Information given =
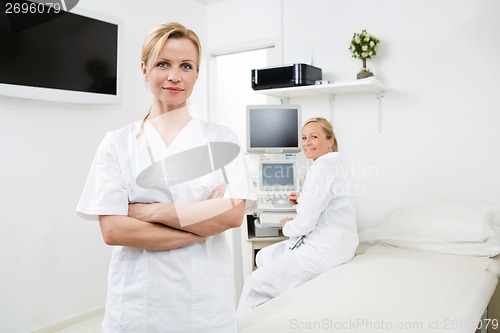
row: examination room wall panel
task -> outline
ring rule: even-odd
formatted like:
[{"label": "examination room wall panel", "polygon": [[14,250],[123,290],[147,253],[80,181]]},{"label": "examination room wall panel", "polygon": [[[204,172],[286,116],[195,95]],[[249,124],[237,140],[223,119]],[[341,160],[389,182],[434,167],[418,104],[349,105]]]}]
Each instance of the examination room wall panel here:
[{"label": "examination room wall panel", "polygon": [[[380,132],[374,94],[337,95],[332,104],[326,96],[290,101],[302,105],[303,120],[333,120],[357,185],[360,229],[402,204],[500,202],[500,2],[271,0],[245,11],[258,20],[222,34],[240,15],[235,2],[244,1],[209,6],[209,47],[251,41],[255,30],[259,39],[279,35],[283,64],[312,63],[326,80],[356,80],[361,61],[348,50],[354,32],[367,29],[381,40],[368,59],[391,89]],[[280,6],[282,14],[273,15]]]},{"label": "examination room wall panel", "polygon": [[[140,73],[143,38],[180,21],[206,39],[199,1],[81,0],[123,22],[123,102],[79,105],[0,96],[0,332],[27,333],[104,306],[110,247],[75,208],[106,131],[142,118],[150,94]],[[206,69],[192,102],[206,102]],[[206,110],[200,109],[200,113]]]}]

Your goal =
Give all the records again with "outline" replaced by "segment" and everything else unchanged. Leave the pictures out.

Written response =
row: examination room wall panel
task -> segment
ring rule: even-odd
formatted like:
[{"label": "examination room wall panel", "polygon": [[14,250],[123,290],[147,253],[80,181]]},{"label": "examination room wall panel", "polygon": [[[204,172],[286,116],[195,95]],[[249,124],[237,140],[223,119]],[[341,160],[389,182],[434,167],[418,104],[349,105]]]}]
Each instance of the examination room wall panel here:
[{"label": "examination room wall panel", "polygon": [[[380,132],[374,94],[337,95],[332,104],[326,96],[290,101],[302,105],[303,120],[333,120],[357,185],[360,229],[402,204],[500,202],[500,2],[271,0],[245,11],[258,20],[222,34],[240,15],[235,2],[244,1],[209,6],[209,47],[251,41],[255,30],[259,39],[279,35],[283,64],[312,63],[326,80],[356,80],[361,61],[348,50],[354,32],[367,29],[381,40],[368,59],[391,89]],[[280,6],[282,14],[273,15]]]},{"label": "examination room wall panel", "polygon": [[[140,73],[143,38],[180,21],[206,39],[199,1],[81,0],[123,22],[123,102],[79,105],[0,96],[0,332],[27,333],[104,306],[110,247],[75,208],[106,131],[142,118],[150,94]],[[206,69],[192,102],[206,102]],[[206,110],[200,109],[200,113]]]}]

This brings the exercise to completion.